» **SOURCE DATA**:
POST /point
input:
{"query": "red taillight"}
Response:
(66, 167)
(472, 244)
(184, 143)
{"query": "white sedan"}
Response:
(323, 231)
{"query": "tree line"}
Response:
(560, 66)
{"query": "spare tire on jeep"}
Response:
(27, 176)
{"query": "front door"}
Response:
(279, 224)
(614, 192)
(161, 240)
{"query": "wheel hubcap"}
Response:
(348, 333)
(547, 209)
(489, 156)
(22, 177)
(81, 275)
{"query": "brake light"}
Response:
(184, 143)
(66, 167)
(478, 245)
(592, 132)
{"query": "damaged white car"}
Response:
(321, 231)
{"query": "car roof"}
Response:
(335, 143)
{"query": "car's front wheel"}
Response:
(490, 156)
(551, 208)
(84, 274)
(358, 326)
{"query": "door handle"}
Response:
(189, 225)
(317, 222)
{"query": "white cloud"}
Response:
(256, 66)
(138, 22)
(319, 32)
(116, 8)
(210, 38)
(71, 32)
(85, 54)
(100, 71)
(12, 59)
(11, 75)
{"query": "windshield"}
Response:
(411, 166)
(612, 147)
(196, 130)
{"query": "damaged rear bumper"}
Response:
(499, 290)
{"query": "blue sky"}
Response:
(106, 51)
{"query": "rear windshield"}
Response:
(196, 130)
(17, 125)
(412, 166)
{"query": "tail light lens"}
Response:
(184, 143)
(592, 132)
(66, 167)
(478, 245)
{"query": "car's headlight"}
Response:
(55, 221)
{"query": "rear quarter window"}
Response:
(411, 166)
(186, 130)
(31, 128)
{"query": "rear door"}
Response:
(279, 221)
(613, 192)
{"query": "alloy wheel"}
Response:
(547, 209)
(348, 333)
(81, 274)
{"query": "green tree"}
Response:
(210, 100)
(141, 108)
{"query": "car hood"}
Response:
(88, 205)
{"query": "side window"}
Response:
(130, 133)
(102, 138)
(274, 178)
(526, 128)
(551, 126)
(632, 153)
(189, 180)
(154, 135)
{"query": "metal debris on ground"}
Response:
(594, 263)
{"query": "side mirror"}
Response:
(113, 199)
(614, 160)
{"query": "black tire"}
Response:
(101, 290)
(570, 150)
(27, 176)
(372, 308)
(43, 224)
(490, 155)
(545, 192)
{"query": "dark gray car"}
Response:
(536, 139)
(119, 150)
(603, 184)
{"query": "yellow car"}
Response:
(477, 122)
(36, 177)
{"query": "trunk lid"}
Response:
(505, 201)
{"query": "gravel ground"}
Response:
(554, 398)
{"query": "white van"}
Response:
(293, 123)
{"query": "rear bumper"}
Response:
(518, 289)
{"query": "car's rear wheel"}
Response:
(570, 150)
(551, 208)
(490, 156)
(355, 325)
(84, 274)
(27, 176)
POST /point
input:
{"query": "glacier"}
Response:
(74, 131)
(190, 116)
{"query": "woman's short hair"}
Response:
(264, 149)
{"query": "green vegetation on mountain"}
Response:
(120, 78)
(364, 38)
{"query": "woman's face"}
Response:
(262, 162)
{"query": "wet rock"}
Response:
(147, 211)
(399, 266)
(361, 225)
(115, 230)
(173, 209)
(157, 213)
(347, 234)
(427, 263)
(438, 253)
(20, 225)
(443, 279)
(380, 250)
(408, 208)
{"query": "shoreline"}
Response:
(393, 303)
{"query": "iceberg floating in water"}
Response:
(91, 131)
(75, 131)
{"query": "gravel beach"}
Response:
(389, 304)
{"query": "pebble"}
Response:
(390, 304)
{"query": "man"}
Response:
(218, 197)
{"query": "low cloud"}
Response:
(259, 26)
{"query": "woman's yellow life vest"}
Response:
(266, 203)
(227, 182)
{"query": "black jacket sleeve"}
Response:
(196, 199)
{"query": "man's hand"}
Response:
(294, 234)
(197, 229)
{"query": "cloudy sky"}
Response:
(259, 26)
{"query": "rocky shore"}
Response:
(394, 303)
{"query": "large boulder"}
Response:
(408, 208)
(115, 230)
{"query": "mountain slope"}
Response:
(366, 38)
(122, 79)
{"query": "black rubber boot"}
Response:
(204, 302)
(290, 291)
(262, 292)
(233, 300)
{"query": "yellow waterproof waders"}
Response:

» **TASK STATEMENT**: Only an exact copy of all the data will do as the answer.

» **YOUR SOLUTION**:
POST /point
input:
{"query": "red taillight"}
Response:
(66, 167)
(472, 244)
(184, 143)
{"query": "white sedan"}
Response:
(323, 231)
{"query": "tree line"}
Response:
(560, 66)
{"query": "spare tire on jeep"}
Response:
(27, 176)
{"query": "front door"}
Response:
(279, 224)
(614, 192)
(161, 240)
{"query": "wheel hubcap"}
Response:
(348, 333)
(547, 209)
(489, 156)
(22, 177)
(81, 275)
{"query": "brake light"}
Response:
(184, 143)
(66, 167)
(478, 245)
(592, 132)
{"query": "damaged white car"}
Response:
(321, 231)
{"query": "car roof"}
Response:
(335, 143)
{"query": "car's front wheel"}
Response:
(490, 156)
(551, 208)
(84, 274)
(358, 326)
{"query": "door handle"}
Response:
(189, 225)
(317, 222)
{"query": "white cloud"}
Response:
(256, 66)
(138, 22)
(319, 32)
(116, 8)
(210, 38)
(71, 32)
(85, 54)
(100, 71)
(12, 59)
(11, 75)
{"query": "windshield"}
Response:
(411, 166)
(612, 147)
(196, 130)
{"query": "damaged rear bumper"}
Response:
(499, 290)
{"query": "blue sky"}
Response:
(106, 51)
{"query": "rear windshield"}
Response:
(196, 130)
(17, 125)
(412, 166)
{"query": "tail light lens"}
Response:
(184, 143)
(592, 132)
(66, 167)
(478, 245)
{"query": "car's headlight"}
Response:
(55, 221)
{"query": "rear quarter window"}
Response:
(411, 166)
(186, 130)
(31, 128)
{"query": "rear door"}
Response:
(279, 221)
(613, 192)
{"query": "alloy wheel"}
Response:
(547, 209)
(348, 333)
(81, 274)
{"query": "green tree"}
Response:
(210, 100)
(141, 108)
{"query": "car hood"}
Response:
(88, 205)
{"query": "side window"}
Response:
(130, 133)
(102, 138)
(274, 178)
(526, 128)
(551, 126)
(632, 153)
(189, 180)
(154, 135)
{"query": "metal debris on ground"}
Response:
(594, 263)
{"query": "side mirror"}
Response:
(113, 199)
(614, 160)
{"query": "black tire"}
Response:
(101, 290)
(570, 150)
(27, 176)
(372, 308)
(43, 224)
(490, 155)
(545, 192)
{"query": "dark gray car"}
Response:
(536, 139)
(119, 150)
(603, 184)
{"query": "yellow car"}
Response:
(477, 122)
(36, 177)
{"query": "trunk lid"}
Response:
(505, 201)
{"query": "gravel ground"}
Response:
(554, 398)
{"query": "white van"}
Response:
(293, 123)
{"query": "rear bumper"}
Response:
(518, 289)
{"query": "car's rear wheel"}
Response:
(570, 150)
(551, 208)
(490, 156)
(355, 325)
(84, 274)
(27, 176)
POST /point
input:
{"query": "glacier"}
Response:
(74, 131)
(190, 116)
{"query": "woman's short hair"}
Response:
(264, 149)
{"query": "green vegetation on mountain"}
Response:
(120, 78)
(364, 38)
{"query": "woman's face"}
Response:
(262, 162)
{"query": "wet rock"}
Response:
(147, 211)
(399, 266)
(361, 225)
(115, 230)
(173, 209)
(157, 213)
(347, 234)
(427, 263)
(438, 253)
(20, 225)
(443, 279)
(380, 250)
(408, 208)
{"query": "shoreline"}
Response:
(393, 303)
{"query": "iceberg floating in water"}
Response:
(91, 131)
(75, 131)
{"query": "gravel beach"}
Response:
(389, 304)
{"query": "pebble"}
Response:
(390, 304)
{"query": "man"}
Response:
(218, 197)
{"query": "low cloud"}
Response:
(259, 26)
{"query": "woman's yellow life vest"}
Response:
(266, 203)
(227, 182)
{"query": "black jacket sleeve"}
Response:
(196, 199)
{"query": "man's hand"}
Response:
(294, 234)
(197, 229)
{"query": "cloudy sky"}
Response:
(259, 26)
{"query": "rocky shore"}
Response:
(394, 303)
{"query": "large boulder"}
Response:
(408, 208)
(115, 230)
{"query": "mountain slope"}
Response:
(366, 38)
(122, 79)
{"query": "black rubber boot"}
Response:
(204, 302)
(290, 291)
(262, 292)
(233, 300)
{"query": "yellow waterproof waders"}
Response:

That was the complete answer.